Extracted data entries
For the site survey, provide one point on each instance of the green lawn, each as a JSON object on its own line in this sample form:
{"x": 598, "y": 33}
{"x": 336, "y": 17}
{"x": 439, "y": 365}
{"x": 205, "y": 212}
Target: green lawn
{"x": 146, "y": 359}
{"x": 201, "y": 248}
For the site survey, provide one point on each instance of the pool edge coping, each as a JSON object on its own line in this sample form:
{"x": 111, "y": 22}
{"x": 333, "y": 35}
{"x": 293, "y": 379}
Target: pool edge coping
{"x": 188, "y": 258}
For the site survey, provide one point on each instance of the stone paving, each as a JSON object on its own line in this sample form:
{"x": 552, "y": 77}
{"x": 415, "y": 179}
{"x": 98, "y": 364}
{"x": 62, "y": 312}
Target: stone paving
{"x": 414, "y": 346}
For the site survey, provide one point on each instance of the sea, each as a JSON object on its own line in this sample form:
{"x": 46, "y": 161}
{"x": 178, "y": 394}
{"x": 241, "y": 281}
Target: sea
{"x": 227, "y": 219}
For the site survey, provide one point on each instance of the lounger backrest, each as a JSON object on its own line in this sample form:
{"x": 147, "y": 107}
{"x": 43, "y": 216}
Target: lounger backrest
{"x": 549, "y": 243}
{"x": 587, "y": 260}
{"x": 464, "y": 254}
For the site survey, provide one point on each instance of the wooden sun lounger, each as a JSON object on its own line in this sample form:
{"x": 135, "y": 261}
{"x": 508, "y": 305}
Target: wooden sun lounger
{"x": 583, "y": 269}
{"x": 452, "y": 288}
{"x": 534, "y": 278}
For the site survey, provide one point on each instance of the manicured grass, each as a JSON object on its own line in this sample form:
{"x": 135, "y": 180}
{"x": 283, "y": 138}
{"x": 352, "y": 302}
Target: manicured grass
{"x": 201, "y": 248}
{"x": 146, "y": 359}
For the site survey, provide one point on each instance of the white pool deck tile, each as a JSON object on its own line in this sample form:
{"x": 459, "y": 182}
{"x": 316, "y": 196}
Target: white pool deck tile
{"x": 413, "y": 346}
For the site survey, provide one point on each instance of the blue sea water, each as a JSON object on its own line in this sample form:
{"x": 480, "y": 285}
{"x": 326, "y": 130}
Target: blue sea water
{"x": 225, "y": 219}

■ Required work: Turn the rows from the line containing "of the lounger" up to and including the last line into a numbered list, and leave out any blank lines.

■ Completed task:
1. For the site survey, provide one point on each instance of the lounger backrest, each as a JSON object on its own line in this sample form:
2. {"x": 147, "y": 107}
3. {"x": 43, "y": 216}
4. Target: lounger backrest
5. {"x": 549, "y": 243}
6. {"x": 587, "y": 260}
7. {"x": 464, "y": 254}
8. For the site survey, provide one point on each instance of the wooden sun lounger, each as a JSON object on its own line in this sample form:
9. {"x": 135, "y": 261}
10. {"x": 508, "y": 305}
11. Target: wooden sun lounger
12. {"x": 583, "y": 269}
13. {"x": 452, "y": 288}
14. {"x": 534, "y": 278}
15. For the site survey, provide one point on each instance of the manicured grass, each as a JSON object on its own line in this sample form:
16. {"x": 135, "y": 180}
17. {"x": 283, "y": 138}
18. {"x": 352, "y": 302}
19. Target: manicured grass
20. {"x": 201, "y": 248}
21. {"x": 146, "y": 359}
22. For the site survey, provide one point on each instance of the white pool deck tile, each as a JSON object on its own line in this sample form:
23. {"x": 459, "y": 182}
24. {"x": 316, "y": 196}
25. Target: white pool deck tile
26. {"x": 413, "y": 346}
27. For the site survey, provide one point on each instance of the blue sea water, each as a JSON object on its own line in this sample form:
28. {"x": 480, "y": 285}
29. {"x": 326, "y": 130}
30. Target: blue sea water
31. {"x": 225, "y": 219}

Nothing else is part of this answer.